| PAGE EXTRACT |
Documentary Classics: Bright Leaves


As part of trying to catch up with great documentaries I never saw, as I try to embark on non day to day grind video work, I chanced upon Bright Leaves on Netflix, a 2003 oeuvre de coeur by the very unique Ross McElwee.



Part home video as the very much involved director says, part investigation into a family's and a region's role in the "job-creating" but "killing us all as we inhale and exhale" tobacco industry, with many mirrors and winks, and absurdities exposed... the tobacco paid for Duke university's hospital with its cancer victims carrying around their dialysis machines sneaking out for a smoke is one example... the region's successful people are now the doctors curing the cancer patients, while successful tobacco farmers go to church to try to forget about the grim realities of nicotine addiction they've taken part in ... the list goes on and on.

Fascinating characters, beautiful scenery, the use of film and McElwee's usual penchant for excellent storytelling, weaving, writing, sidestepping, not pounding any theme but brushing lightly with long film shots and wry narration make this documentary an instant classic.

McElwee also reflects on death, celluloid and real, as well as the value of cinematic moments in getting closer to the truth. This one scene in particular may please film students, before its dizzying madness sets in which is probably the point.



This is just the second McElwee movie I've seen after Sherman's March, where a romantic quest gets in the way of a historical journey but not in exposing America's still deep north/south divide. I hope to watch many more McElwee films.

BRIGHT LEAVES is also timeless and relevant as politicians always talk about "job creators" and "job creation", but sometimes we should maybe also think of what that means in the greater picture of humanity, and McElwee does a great job of making us think, without imposing any view.

I definitely put McElwee in my own pantheon of top current documentary filmmakers, alongside Errol Morris and Werner Herzog. He may be less commercial, and his style may be getting more and more personal rather than less, but to me that is greatly to his credit, to be able to be a filmmaker with so much intimacy.

| RECORD EXCERPTS |
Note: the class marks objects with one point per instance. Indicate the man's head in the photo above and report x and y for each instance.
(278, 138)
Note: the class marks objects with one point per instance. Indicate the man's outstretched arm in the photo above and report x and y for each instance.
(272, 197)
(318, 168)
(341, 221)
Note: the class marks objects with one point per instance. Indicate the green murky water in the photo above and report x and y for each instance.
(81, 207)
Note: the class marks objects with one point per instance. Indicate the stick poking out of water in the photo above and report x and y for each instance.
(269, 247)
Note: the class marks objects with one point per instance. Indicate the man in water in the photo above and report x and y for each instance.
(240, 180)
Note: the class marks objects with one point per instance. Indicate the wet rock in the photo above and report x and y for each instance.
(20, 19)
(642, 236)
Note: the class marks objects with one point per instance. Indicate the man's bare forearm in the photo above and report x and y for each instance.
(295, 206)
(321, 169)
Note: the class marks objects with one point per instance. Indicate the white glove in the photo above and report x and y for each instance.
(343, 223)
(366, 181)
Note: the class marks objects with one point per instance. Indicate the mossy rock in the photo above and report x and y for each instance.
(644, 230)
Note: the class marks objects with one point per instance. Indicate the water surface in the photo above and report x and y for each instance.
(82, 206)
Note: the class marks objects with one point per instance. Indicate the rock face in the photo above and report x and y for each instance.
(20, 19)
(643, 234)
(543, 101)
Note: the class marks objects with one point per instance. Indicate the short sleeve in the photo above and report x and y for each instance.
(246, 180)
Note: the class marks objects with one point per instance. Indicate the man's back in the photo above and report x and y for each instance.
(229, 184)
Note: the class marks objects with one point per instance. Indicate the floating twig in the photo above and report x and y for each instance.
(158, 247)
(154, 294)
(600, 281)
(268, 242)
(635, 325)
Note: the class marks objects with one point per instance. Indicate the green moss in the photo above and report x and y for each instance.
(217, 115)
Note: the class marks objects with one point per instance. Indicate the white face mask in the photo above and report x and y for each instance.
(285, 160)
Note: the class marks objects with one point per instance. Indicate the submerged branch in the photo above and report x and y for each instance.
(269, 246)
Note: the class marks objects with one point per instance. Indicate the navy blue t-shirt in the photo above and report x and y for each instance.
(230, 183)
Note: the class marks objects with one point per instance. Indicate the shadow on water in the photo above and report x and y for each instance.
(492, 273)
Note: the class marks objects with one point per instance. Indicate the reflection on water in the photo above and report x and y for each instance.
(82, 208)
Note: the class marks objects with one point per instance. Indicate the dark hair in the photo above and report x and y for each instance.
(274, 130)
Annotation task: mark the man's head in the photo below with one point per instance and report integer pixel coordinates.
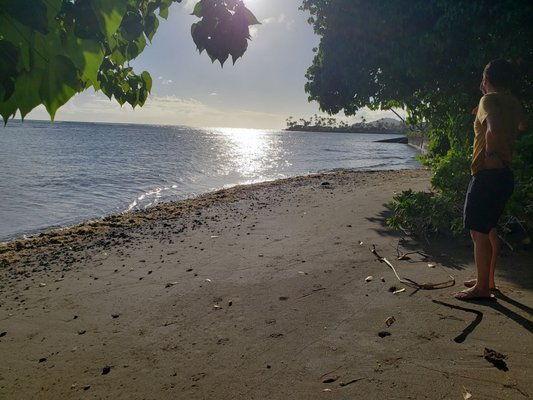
(498, 74)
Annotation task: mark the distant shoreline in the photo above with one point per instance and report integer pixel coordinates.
(311, 129)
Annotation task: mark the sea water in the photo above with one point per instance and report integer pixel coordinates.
(53, 175)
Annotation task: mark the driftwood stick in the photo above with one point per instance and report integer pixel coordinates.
(410, 282)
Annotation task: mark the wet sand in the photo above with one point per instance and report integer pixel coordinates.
(267, 291)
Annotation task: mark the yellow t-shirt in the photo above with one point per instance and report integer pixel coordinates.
(507, 107)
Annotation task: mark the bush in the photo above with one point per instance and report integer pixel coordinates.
(424, 213)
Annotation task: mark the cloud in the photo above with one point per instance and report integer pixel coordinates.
(160, 110)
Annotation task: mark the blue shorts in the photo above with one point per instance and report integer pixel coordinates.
(487, 194)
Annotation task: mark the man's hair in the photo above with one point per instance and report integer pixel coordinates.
(500, 73)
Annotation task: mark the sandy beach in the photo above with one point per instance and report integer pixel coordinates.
(267, 291)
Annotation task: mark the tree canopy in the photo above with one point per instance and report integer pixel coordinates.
(426, 57)
(52, 49)
(423, 55)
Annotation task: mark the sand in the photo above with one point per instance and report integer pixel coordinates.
(259, 292)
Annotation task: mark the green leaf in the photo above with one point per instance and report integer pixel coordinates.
(87, 56)
(151, 23)
(147, 80)
(60, 82)
(199, 9)
(32, 13)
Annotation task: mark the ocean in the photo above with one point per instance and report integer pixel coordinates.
(59, 174)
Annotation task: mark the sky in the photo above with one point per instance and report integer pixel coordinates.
(260, 91)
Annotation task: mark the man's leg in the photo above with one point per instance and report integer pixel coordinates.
(495, 243)
(483, 256)
(495, 247)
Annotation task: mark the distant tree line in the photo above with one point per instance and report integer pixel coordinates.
(317, 123)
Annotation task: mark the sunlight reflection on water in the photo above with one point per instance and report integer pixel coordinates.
(71, 172)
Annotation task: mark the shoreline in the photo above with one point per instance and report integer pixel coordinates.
(188, 202)
(260, 291)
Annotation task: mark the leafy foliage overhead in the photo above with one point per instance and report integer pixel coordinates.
(52, 49)
(426, 57)
(417, 55)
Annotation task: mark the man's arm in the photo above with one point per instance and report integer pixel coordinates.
(494, 141)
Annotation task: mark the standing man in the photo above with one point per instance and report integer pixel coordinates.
(499, 119)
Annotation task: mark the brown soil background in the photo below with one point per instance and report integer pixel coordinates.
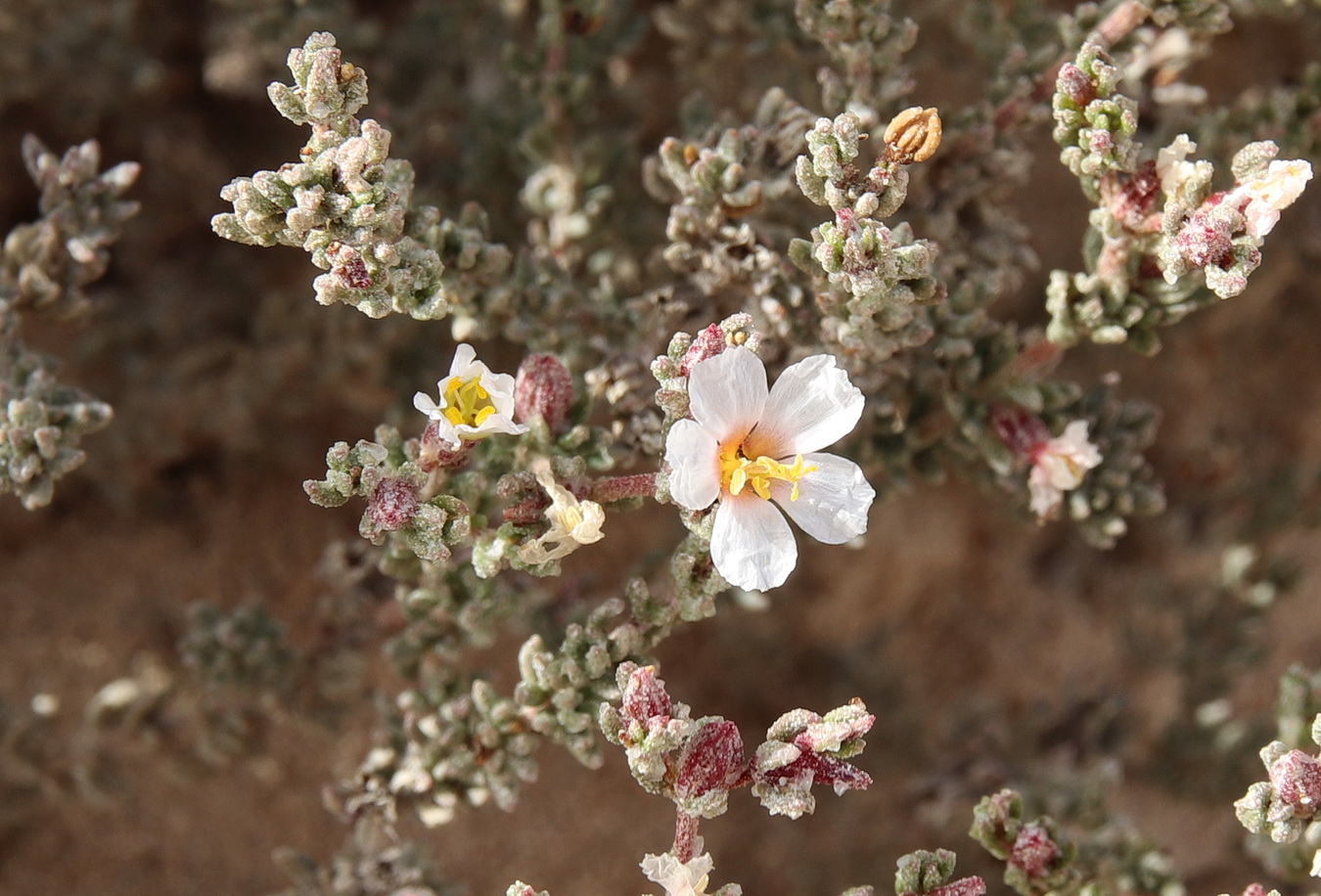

| WHAT IS BEING ASKED |
Reproduce the passage of the review of Bright Leaves between "Fascinating characters, beautiful" and "more McElwee films.", inclusive. The entries have no connection to the review of Bright Leaves.

| TASK RESULT |
Fascinating characters, beautiful scenery, the use of film and McElwee's usual penchant for excellent storytelling, weaving, writing, sidestepping, not pounding any theme but brushing lightly with long film shots and wry narration make this documentary an instant classic.

McElwee also reflects on death, celluloid and real, as well as the value of cinematic moments in getting closer to the truth. This one scene in particular may please film students, before its dizzying madness sets in which is probably the point.



This is just the second McElwee movie I've seen after Sherman's March, where a romantic quest gets in the way of a historical journey but not in exposing America's still deep north/south divide. I hope to watch many more McElwee films.